_Your task:_ Could you turn every line of the records below into a numbered list, leaving out any blank lines?

[start of Dataset excerpts]

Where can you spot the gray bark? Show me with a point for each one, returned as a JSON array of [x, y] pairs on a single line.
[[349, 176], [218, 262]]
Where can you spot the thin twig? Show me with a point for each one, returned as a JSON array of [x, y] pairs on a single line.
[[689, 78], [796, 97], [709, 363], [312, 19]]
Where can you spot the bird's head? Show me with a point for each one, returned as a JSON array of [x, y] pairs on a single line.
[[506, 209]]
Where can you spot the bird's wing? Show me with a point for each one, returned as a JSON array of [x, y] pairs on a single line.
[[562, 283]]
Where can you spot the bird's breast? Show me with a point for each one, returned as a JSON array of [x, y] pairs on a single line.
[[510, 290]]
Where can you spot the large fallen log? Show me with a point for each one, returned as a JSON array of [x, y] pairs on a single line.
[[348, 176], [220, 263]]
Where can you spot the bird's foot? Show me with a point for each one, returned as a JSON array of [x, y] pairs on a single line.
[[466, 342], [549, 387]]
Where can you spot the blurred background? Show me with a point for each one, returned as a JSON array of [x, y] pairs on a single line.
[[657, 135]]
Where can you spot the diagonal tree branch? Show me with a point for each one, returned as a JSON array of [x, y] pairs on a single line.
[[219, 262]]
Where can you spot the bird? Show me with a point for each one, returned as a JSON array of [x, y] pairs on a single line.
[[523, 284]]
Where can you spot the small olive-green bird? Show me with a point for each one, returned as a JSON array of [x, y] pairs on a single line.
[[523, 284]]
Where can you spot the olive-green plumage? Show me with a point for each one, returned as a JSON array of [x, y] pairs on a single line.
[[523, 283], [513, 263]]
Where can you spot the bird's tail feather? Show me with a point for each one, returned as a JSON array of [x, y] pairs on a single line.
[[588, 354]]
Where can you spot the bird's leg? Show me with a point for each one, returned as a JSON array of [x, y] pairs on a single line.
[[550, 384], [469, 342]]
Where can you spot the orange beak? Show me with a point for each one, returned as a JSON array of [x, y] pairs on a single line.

[end of Dataset excerpts]

_Task output:_
1. Where can you spot the gray bark? Show me with a point for each one, returned as a JSON array of [x, y] pairs on a single line.
2. [[349, 176], [218, 262]]
3. Where can you spot the thin twig? Show me with a point for each one, returned as a JSON array of [x, y] pairs on a single line.
4. [[689, 78], [796, 97], [709, 363], [312, 19]]
5. Where can you spot the bird's head? Show me with a point for each one, returned as a JSON array of [x, y] pairs on a single line.
6. [[506, 209]]
7. Where can you spot the bird's wing? Show me with a point for each one, returned as a JSON array of [x, y] pairs on a single line.
8. [[562, 283]]
9. Where can you spot the bird's breast? Show me with a point for each one, returned as a JSON array of [x, y] pairs on a single line.
10. [[510, 290]]
11. Where can you spot the large fallen log? Show me with a point for each one, returned as a JSON array of [x, y] pairs on a single line.
12. [[348, 176], [220, 263]]
13. Where can you spot the bird's foot? Show me with a point for each one, returned as a JSON array of [x, y] pairs on a single line.
14. [[466, 342], [549, 387]]
15. Where can you spot the blurred background? Show me with a point for each one, returned as a JSON array of [x, y] pairs on a single line.
16. [[657, 135]]
17. Where can you spot the diagonal tree branch? Show me with a point for each one, returned as a JSON array of [x, y] pairs on a single line.
18. [[219, 262]]
19. Where can you spot the bird? Show me with a point for each one, returned as a JSON array of [x, y] pairs on a single line.
20. [[523, 284]]
21. Where can you spot the small olive-green bird? Show me with a point for each one, returned as a JSON array of [x, y] pairs on a single line.
22. [[523, 284]]
23. Where can you spot the olive-green plumage? Show me with a point for each one, returned as a JSON array of [x, y] pairs on a single line.
24. [[523, 283], [513, 263]]
25. Where can you spot the bird's tail feather? Show me with a point for each one, returned as a JSON array of [x, y] pairs on a single line.
26. [[588, 354]]
27. Where can you spot the bird's leg? Show me with a point for each one, returned as a JSON array of [x, y] pairs on a single line.
28. [[550, 384], [469, 342]]
29. Where can you spot the orange beak? Show me with a point for each one, returned as a JSON array of [x, y] pairs on a single line.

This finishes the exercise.